**Quoted passage:**
New medical insurance scheme in Qatar to strengthen the sector


Efforts are under way to relaunch a compulsory health insurance scheme, with initial expectations of its launch in 2017. While details were still being ironed out at time of press, insurers are hopeful that the system will provide the sector with a new and lucrative business. Underwriters have been setting up new medical systems in preparation for the launch, and providing input as to what shape the scheme should take. Programmes in neighbouring countries have been examined, as other GCC states are in similar need of health care reform.


Health care is a key pillar of the state’s long-term development plan, Qatar National Vision 2030. This is broken down into five-year plans, with the most recently completed, the National Development Strategy 2011-16, including a concurrent National Health Strategy that aims to develop an integrated, comprehensive, affordable, highly skilled health system. In 2005 the Supreme Council of Health (SCH) was established to steer health care advancement; however, it was disbanded in 2016 and its functions transferred to the Ministry of Public Health (MoPH).

The public health care system is already impressive in many ways. The Primary Health Care Corporation (PHCC) runs 23 centres around the country, 13 of which are in Doha, while Hamad Medical Corporation (HMC) handles the bulk of secondary and tertiary public health care. The Ministry of Interior, the Qatar Red Crescent and Qatar Petroleum also operate facilities. HMC manages six specialist hospitals and three community hospitals, along with the national ambulance service and residential care services. Furthermore, there are several private hospitals and clinics operating in the country, including the American Hospital, Doha Clinic Hospital, Al Ahli Hospital and Al Emadi Hospital.

Private Care

In 2013, as part of the National Health Strategy, the MoPH began the rollout of the National Health Insurance Company (Seha). This allowed Qatari nationals to access participating private hospitals and clinics, in addition to their existing free access to PHCC and HMC facilities, with Seha covering the costs incurred by the private establishments.

**Exercise A:** Translate this sentence from the article on Qatar's medical insurance scheme into Spanish: "The public health care system is already impressive in many ways."
**Exercise B:** According to the article on Qatar's medical insurance scheme, how many centres does the Primary Health Care Corporation run around the country?
**Exercise C:** Continue the article on Qatar's medical insurance scheme from the point where it stops.

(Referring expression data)
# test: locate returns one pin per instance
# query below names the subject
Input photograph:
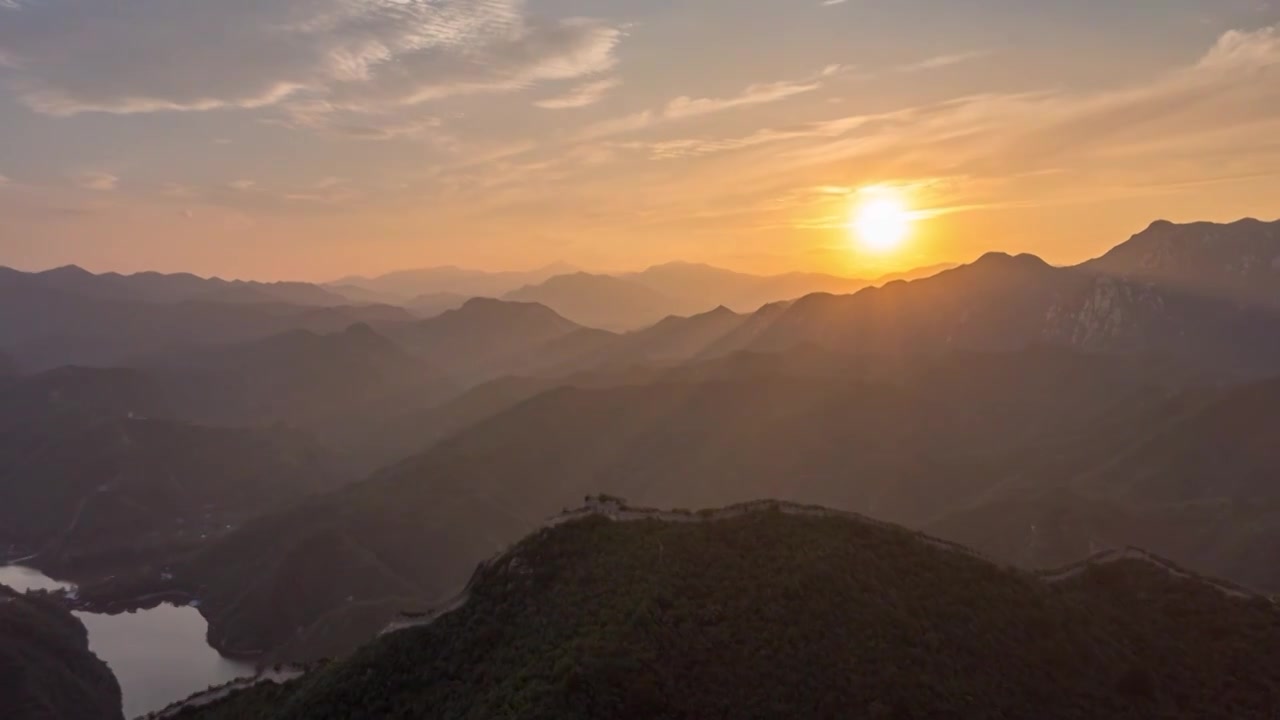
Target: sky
(318, 139)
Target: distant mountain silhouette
(1238, 261)
(913, 446)
(698, 288)
(341, 387)
(407, 285)
(600, 301)
(435, 304)
(45, 327)
(484, 337)
(1002, 302)
(158, 287)
(97, 492)
(625, 301)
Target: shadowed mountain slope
(909, 447)
(1237, 261)
(786, 611)
(46, 668)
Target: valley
(288, 482)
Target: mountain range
(773, 610)
(310, 473)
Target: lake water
(159, 656)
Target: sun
(882, 222)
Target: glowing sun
(882, 222)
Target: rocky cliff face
(1237, 261)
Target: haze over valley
(548, 359)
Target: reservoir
(159, 656)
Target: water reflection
(159, 656)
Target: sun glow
(882, 222)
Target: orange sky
(620, 133)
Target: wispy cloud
(686, 106)
(581, 96)
(944, 62)
(754, 95)
(97, 181)
(69, 57)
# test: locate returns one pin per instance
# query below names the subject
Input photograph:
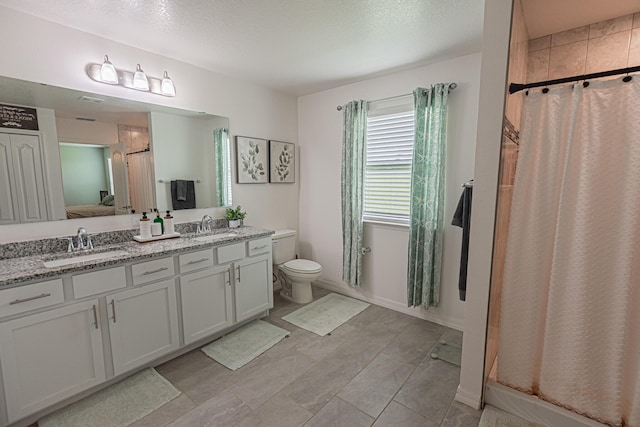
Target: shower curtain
(570, 315)
(141, 183)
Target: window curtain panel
(221, 147)
(353, 158)
(427, 196)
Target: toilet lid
(302, 266)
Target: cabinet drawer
(98, 282)
(152, 270)
(196, 260)
(29, 297)
(231, 252)
(259, 246)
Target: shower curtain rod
(451, 87)
(517, 87)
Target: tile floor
(375, 370)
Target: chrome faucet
(83, 240)
(205, 224)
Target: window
(389, 151)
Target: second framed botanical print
(251, 160)
(282, 160)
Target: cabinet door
(143, 324)
(50, 356)
(8, 196)
(29, 181)
(253, 286)
(206, 302)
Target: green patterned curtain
(223, 174)
(353, 158)
(427, 196)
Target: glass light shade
(140, 81)
(167, 88)
(108, 73)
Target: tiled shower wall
(605, 45)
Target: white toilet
(295, 275)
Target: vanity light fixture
(138, 80)
(167, 87)
(108, 73)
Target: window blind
(389, 151)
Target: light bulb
(108, 73)
(140, 81)
(167, 87)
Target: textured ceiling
(296, 46)
(546, 17)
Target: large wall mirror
(96, 155)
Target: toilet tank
(284, 246)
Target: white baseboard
(533, 409)
(468, 399)
(393, 305)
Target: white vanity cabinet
(253, 286)
(207, 305)
(143, 324)
(61, 336)
(252, 283)
(49, 356)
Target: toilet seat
(302, 266)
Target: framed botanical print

**Answer space A:** El sistema público de atención sanitaria ya es impresionante en muchos aspectos.

**Answer space B:** It runs 23 centres, 13 of which are in Doha.

**Answer space C:**
However, the numbers of Qataris attending private facilities was often costly to the Treasury and overwhelmed the system, which led to a postponement of plans to extend Seha coverage to expatriates, followed by a suspension of the whole programme in December 2015. In its announcement of the cancellation, the Cabinet stated that a new system – in which private insurers would take the place of Seha – was under consideration. There has since been widespread anticipation of this.

As of late 2017, however, details of the new scheme were yet to be made public, although a period of consultation with insurers has taken place, with companies submitting their ideas and suggestions for how a new scheme could work. The programme may include expatriates too, potentially utilising earlier ideas proposed under the extension of Seha involving payments by employers to cover costs. Meanwhile, the issues of overcrowding and high costs that emerged during the Seha rollout continue to exercise the minds of planners. A recent Alpen Capital report suggested that Qatar’s hospital bed requirements will grow at a compound annual growth rate (CAGR) of 2.9% between 2015 and 2020, and the SCH estimated that the number of inpatient admissions will rise by 91% between 2013 and 2018, and will increase by a further 50% to 2030.

Addressing Capacity

Several new hospitals are under construction: in 2015 the SCH reported that 11 new hospitals and medical research facilities would open by 2022. One is Hamad Bin Khalifa Medical City, which will be the largest health care complex in the Middle East. However, there could be considerable pressure on medical infrastructure until these are complete. In early 2017 insurers claimed the system might not be operative until 2018. Nonetheless, there are substantial potential rewards. Alpen Capital forecasts the health care market to grow at a CAGR of 12.7% up to 2020, when it is expected to be worth some $8.8bn.